━━━━━ DOCUMENT

Il faut dire, par ailleurs, que la critique de Voltaire à la dite histoire fabuleuse, celle qui s'étend, comme nous l'avons vu, aussi bien aux textes païens qu'aux textes bibliques, ne se réduit pas à une considération relative seulement à l'historiographie, mais elle s'applique également aux temps anciens eux-mêmes. Du point de vue de l'utilité pour le présent, la connaissance de ces époques lointaines a peu à nous apprendre. C'est pour cela que, s'il avait à conseiller un jeune sur l'époque la plus intéressante pour l'étude, ou encore par où devrait-il commencer ses études d'histoire, Voltaire affirme qu'il recommanderait seulement "une légère teinture de ces temps reculés," et qu'il "commence une étude sérieuse de l'histoire par le moment où elle devient vraiment intéressante pour nous: c'en est, semble-t-il, vers la fin du XVème siècle." (11) Quant à connaître les temps anciens, soit les exploits d'Alexandre, soit les douze travaux d'Hercule, son utilité relève d'une autre nature, de la même façon que la connaissance des fables est utile. Ses événements fabuleux seront toujours l'objet de peinture, de poésie, et de nos entretiens de salon. En outre, nous pouvons dégager de ces récits quelques leçons de moral. Cependant, une histoire philosophique, utile et vraie, ne peut être constituée qu'à partir de la Renaissance.

━━━━━━━━━━
━━━━━ LIGNES EXTRAITES

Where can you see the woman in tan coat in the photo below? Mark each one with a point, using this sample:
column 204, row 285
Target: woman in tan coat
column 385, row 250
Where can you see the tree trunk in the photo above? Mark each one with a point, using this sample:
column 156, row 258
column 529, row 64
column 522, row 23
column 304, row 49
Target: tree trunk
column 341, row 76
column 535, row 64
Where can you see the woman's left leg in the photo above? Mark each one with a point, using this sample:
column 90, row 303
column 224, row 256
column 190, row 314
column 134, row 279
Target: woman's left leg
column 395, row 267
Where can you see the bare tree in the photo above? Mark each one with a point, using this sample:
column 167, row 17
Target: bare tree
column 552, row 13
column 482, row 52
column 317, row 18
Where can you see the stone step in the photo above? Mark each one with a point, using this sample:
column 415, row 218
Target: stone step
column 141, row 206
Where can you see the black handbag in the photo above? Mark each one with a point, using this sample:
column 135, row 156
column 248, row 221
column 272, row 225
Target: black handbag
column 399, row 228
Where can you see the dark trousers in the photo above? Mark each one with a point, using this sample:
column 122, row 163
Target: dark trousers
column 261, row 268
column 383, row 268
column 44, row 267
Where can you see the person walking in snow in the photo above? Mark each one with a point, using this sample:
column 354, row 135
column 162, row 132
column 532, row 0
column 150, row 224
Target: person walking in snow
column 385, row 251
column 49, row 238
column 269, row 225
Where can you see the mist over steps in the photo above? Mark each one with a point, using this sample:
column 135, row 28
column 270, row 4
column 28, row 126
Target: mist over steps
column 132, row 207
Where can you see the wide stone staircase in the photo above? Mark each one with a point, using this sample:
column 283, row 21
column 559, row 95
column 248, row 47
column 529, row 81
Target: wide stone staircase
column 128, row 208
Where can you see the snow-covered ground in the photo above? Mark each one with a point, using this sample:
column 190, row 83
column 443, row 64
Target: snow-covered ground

━━━━━━━━━━

=== CONSIGNE ===
D'après le document, à partir de quelle époque Voltaire recommande-t-il de commencer une étude sérieuse de l'histoire ? Les lignes ci-dessus n'ont aucun rôle dans cet exercice.

=== RÉPONSE ATTENDUE ===
Vers la fin du XVème siècle.